Do this.
Pick up the article on the Free Speech Union's letters to universities after its final sentence and carry it further.

Each letter of complaint, written by Toby Young, General Secretary of FSU, begins with an unashamed misrepresentation of FSU with no indication of its true intent: “Free Speech Union [is] a non-partisan mass membership public interest body that stands up for the speech rights of its members and campaigns for free speech more widely.”  He assumes the recipient of each letter will be unaware of his history and that of his colleagues and associates.

In his letters to places of education Young evokes the Tories’ Higher Education (Freedom Of Speech) Bill within his threats of legal action.

Nadhim Zahawi
Former Education Secretary Nadhim Zahawi


Higher Education (Freedom Of Speech) Bill
Brexit, followed by election success in 2019 general election, allowed Tories to launch a multi-pronged attack on freedoms, rights, liberty and access to knowledge.  One of the tines of their assault on democracy is Higher Education (Freedom Of Speech) Bill the aim of which is to impose far-right libertarian views on students and staff at universities and college while simultaneously banning the impart of knowledge, particularly of racism. 

The bill’s intent was devised by members of and associates of FSU.  On 10th December 2021 Nafeez Ahmed exposed connections between FSU (and its associates in Peter Thiel’s network of libertarian academics) and the development of the bill.  The bill seeks to create exactly the same political control of speech and of education as that demanded by FSU.

Young uses Higher Education (Freedom Of Speech) Bill in his letters to say “if you don’t like what I’m demanding then tough because the government will soon make it law to do exactly what I’m demanding.”

Intimidation of universities
Young wrote to several universities to respond to various actions taken by them as part of their polices to fight against racism.

EXETER: On 15th June 2021 he wrote to University of Exeter to say he was “concerned the College Of Social Sciences and International Studies requires academics who propose new or revised courses to integrate content that moves away from white Eurocentric curriculum.”

A reasonable person would wonder why someone would object to a university asking for a more balanced education, both in terms of race and geographically.  The university asked for non-white Eurocentric content to be “integrated,” not to replace current content.  It would be absurd and objectionable if a university did not pursue such an intent.  The only reason to oppose the university’s intent would be to preserve bias in favour of superiority of white Eurocentrism.

Young’s legal threats to University of Essex were twofold.  “This requirement is, in our view, vulnerable to legal challenge under employment law.”  He claimed the instruction to staff contradicted an written Agreement between the university and the University And College Union.  “The university’s backsliding on the Agreement exposes it to legal challenge.”  “We believe the university should also seek legal advice on whether the requirements constitute a breach of its contracts with individual academics.”

The second legal threat was a claim that if the university ignored its Agreement then it could be in breach of Human Rights Law.  The contortions Young and his legal advisers adopted to reach their conclusion on legality were twisted and knotted.

Echoing the philosophy of the most extreme commentators on race, such as David Duke, Anders Breivik and Stephen Yaxley-Lennon, Young said the quiet part out loud. There is an established history at Exeter of what seems to be casual anti-white racism.”

Young felt confident to express his extremism because of government policy backing up his stance.  He warned that “the university should consider that the new obligations proposed in the Higher Education (Freedom Of Speech) Bill are highly likely to result in regulatory intervention unless there is a change of course.”

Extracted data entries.

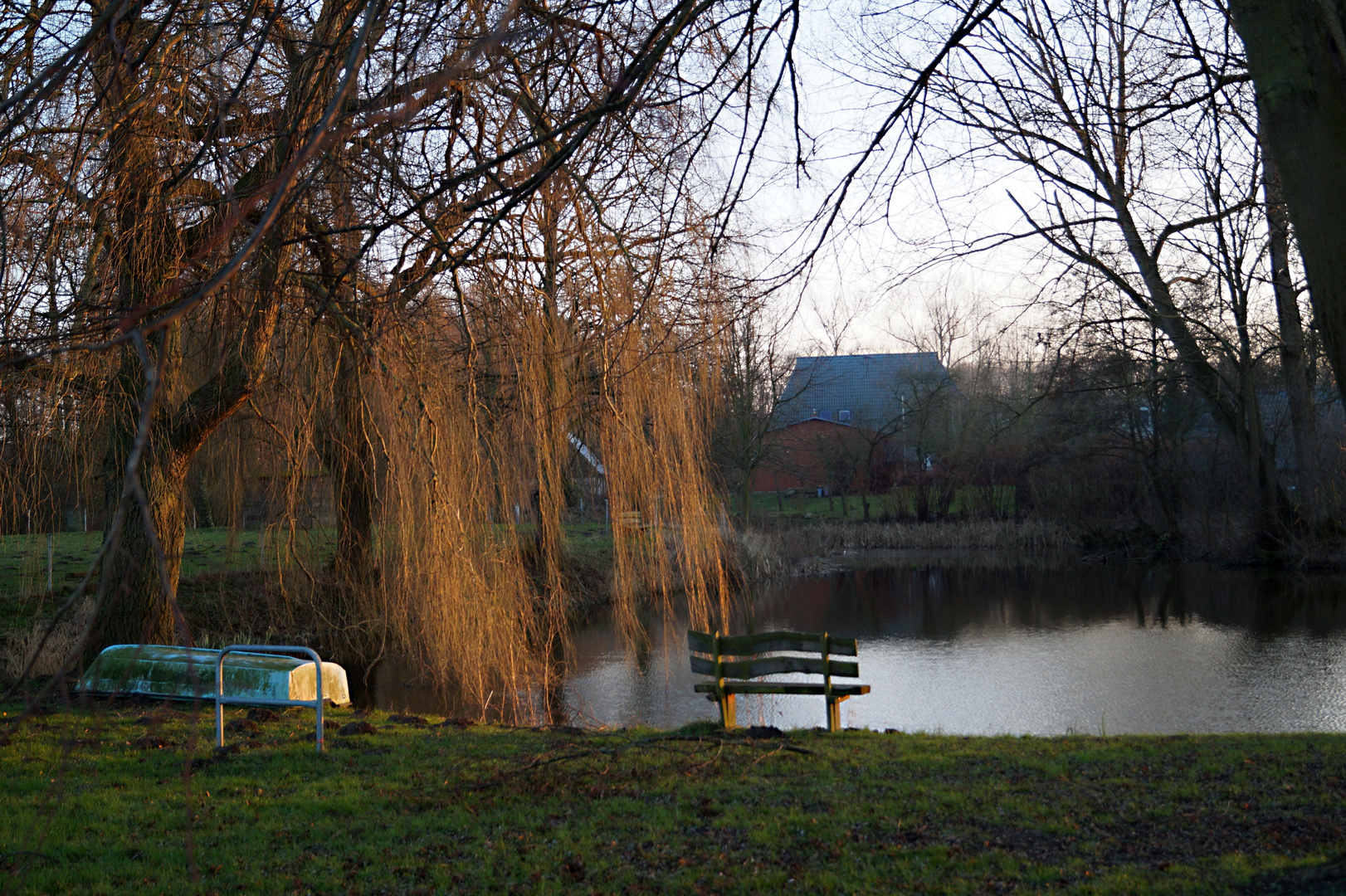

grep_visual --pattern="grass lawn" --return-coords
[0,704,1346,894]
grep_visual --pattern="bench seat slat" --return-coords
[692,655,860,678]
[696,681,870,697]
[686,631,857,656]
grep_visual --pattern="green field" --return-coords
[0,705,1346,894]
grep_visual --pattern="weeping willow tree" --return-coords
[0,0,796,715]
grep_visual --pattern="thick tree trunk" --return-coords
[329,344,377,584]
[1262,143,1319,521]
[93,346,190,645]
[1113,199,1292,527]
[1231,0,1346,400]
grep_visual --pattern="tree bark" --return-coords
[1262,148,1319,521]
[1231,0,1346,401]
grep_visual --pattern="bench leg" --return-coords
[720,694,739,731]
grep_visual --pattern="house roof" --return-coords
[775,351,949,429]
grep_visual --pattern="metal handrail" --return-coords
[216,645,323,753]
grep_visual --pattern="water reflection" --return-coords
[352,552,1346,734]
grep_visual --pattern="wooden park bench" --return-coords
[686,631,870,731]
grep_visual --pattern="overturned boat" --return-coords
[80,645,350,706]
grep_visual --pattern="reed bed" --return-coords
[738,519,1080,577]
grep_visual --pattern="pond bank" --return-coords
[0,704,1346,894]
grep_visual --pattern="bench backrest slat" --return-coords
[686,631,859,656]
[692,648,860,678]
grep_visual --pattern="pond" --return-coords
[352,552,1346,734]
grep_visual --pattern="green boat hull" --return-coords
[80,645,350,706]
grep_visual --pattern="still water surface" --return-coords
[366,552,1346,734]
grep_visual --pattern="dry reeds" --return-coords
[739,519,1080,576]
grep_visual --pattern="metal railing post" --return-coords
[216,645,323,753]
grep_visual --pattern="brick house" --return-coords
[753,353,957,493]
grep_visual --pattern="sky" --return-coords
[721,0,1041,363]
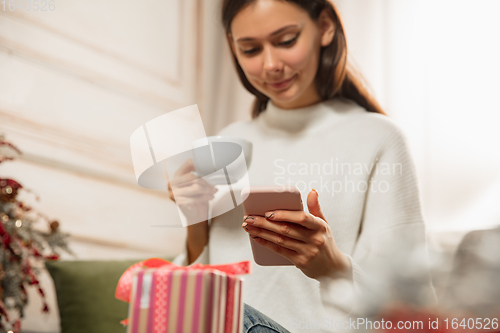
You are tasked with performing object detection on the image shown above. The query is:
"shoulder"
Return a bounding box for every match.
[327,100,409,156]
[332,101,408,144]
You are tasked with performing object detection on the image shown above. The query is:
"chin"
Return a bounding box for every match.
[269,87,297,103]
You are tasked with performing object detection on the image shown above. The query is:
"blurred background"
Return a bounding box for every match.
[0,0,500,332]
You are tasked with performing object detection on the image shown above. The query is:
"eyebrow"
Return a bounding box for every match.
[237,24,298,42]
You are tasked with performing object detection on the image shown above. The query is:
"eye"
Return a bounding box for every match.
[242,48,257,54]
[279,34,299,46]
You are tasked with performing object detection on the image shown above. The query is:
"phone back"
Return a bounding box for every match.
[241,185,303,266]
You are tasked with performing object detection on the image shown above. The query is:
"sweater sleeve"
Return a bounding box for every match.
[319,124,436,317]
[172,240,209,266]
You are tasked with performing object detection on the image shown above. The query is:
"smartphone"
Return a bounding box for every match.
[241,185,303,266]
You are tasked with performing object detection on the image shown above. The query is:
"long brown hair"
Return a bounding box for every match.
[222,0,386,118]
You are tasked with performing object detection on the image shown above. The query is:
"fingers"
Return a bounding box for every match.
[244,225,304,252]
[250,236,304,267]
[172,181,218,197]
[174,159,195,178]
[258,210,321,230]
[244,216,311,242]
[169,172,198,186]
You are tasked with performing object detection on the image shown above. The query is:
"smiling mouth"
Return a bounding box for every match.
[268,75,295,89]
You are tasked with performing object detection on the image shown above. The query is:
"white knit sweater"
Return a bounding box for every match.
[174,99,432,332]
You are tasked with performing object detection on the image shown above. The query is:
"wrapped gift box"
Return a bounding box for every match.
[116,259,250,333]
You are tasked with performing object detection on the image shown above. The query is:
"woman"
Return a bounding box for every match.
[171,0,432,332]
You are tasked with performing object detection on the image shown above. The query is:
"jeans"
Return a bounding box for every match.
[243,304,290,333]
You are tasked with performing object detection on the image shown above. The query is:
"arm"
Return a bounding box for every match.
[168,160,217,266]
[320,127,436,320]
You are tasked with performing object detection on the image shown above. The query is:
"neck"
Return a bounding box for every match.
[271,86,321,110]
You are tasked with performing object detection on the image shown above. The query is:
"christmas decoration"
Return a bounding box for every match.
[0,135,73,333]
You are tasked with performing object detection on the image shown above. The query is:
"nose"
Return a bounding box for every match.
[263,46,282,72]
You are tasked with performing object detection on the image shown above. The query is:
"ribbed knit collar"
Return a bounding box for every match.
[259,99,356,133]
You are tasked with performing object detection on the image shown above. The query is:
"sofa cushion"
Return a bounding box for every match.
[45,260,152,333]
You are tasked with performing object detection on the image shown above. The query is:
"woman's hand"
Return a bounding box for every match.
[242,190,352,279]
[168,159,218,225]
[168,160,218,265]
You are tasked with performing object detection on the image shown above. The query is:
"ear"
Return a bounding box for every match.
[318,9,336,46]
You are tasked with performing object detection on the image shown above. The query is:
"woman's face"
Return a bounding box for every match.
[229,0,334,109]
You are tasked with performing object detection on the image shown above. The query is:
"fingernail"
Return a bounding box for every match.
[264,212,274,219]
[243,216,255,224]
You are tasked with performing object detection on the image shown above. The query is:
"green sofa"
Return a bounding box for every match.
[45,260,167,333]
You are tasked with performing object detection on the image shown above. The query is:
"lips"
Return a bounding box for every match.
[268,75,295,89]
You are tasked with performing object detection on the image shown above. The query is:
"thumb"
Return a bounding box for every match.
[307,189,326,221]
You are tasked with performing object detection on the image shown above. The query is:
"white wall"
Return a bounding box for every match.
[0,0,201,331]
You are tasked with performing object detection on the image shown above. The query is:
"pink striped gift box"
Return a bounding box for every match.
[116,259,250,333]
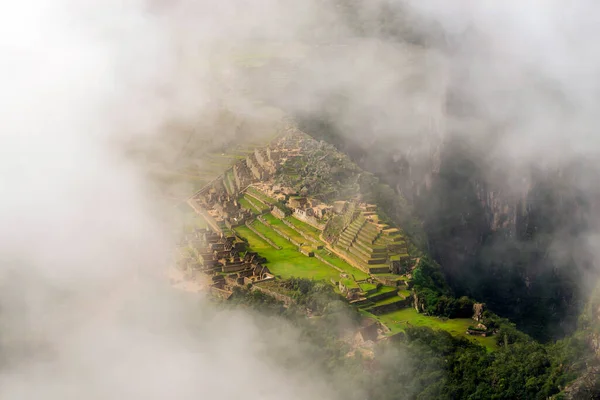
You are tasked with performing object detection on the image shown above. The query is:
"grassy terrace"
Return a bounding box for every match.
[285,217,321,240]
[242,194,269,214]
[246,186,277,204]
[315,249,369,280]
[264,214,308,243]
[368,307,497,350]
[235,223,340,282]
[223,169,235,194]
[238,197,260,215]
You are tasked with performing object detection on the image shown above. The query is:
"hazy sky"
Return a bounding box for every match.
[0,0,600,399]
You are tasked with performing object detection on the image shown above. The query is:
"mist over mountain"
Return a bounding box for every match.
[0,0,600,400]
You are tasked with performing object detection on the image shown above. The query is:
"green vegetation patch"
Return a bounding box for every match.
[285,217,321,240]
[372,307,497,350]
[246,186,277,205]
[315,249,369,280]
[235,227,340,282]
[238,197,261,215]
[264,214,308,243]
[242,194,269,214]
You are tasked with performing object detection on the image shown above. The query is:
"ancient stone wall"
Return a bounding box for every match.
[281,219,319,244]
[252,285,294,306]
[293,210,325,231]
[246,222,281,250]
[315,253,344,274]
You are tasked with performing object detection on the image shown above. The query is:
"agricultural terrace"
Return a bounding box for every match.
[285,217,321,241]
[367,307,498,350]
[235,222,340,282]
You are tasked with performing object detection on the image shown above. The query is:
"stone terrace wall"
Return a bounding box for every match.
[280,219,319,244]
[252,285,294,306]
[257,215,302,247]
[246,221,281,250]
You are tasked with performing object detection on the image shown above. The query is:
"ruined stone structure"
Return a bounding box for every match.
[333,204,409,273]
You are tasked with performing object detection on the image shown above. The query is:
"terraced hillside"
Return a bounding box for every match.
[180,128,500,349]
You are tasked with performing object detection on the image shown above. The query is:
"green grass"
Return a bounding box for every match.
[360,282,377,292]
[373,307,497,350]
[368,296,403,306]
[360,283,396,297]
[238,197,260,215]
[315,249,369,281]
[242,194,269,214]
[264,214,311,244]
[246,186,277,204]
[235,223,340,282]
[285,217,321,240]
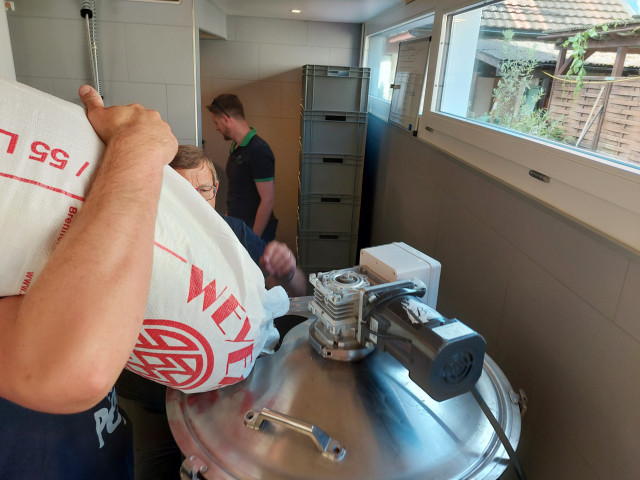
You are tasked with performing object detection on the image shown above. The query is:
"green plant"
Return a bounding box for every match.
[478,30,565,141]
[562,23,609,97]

Answer to the exercise.
He ended the letter in a sinister tone.  “The Free Speech Union will support any academic at Exeter who challenges this policy.  However, an adversarial approach is not the only way forward.  We are willing to work with you in any way we can, without cost, to enable you to get ready for the new legal regime that will soon be in place.”

That is, he said the university should do what FSU tells it to do, with FSU directly involved, or else “the new legal regime” will deal with it “adversarially.”

Young displayed constructed confidence that government policy will agree with FSU’s political agenda, and he positioned FSU as spurious authority.  Such confidence and positioning are standard features of far-right strategy and presentation, resembling strategies of Steve Bannon, Charlie Kirk, Candace Owens, Dominique Samuels, Tom Harwood, Daniel Hannan, Matthew Elliott, etc., and have been features of Young’s methodology throughout his career as a Git.

KirkOwens
Candace Owens (left) and Charlie Kirk


CAMBRIDGE: In July 2021 the Faculty Of Classics at University Of Cambridge published an Action Plan to address a lack of diversity in the Faculty and wrote a response to an open letter on anti-racism it received a year earlier that asked several questions about the Faculty’s responsibilities.

The Action Plan and the explanation of the Faculty’s responses were not controversial or problematic.  The former listed standard policies for the Faculty to follow to attempt better diversity, to address any staff and students’ concerns correctly and not dismissively, and to be aware of problems with some texts and context in course material.

On 26th August 2021 Young wrote to the Chair of the Faculty Board Professor Robin Osborne and said “we are concerned that the Faculty’s Action Plan fails to take any account of the University Statement on Freedom Of Speech and may, without remedial action, constitute an unlawful inhibition of academic freedom.”

The Action Plan asked the Faculty to “increase diversity of seminar speakers and topics.”  Young said that request should “be subject to convenor’s [organiser of seminar] discretion to invite speakers best qualified to speak according to their own judgement.”  His response was unnecessary because the Action Plan did not preclude “best qualified” speakers.  He insulted the intelligence of Professor Osborne.  Young, who failed to achieve sufficient qualifications to attend University Of Oxford but was accepted due to an administrative error, decided he had to explain simple logic to a professor of classics.

He objected to the Action Plan’s request that “staff refresh Implicit Bias training every three years.”

Again, he said the quiet part out loud:
Where Implicit Bias training involves demonising people of particular ethnicities, (e.g. white British), it is potentially unlawful.”
Any training that relies on ‘whiteness’ and ‘white privilege’ and holds all people of a particular race of ethnicity responsible for the suffering experienced by people of another race or ethnicity might open the University to claims of harassment and/or discrimination under the Equality Act 2010.”

The intelligent response to such malicious contortions of reality, logic, history and morality uttered by Young is obvious, and is a response that has been made many times before by many people when faced with acute mendacity from opponents of anti-racism.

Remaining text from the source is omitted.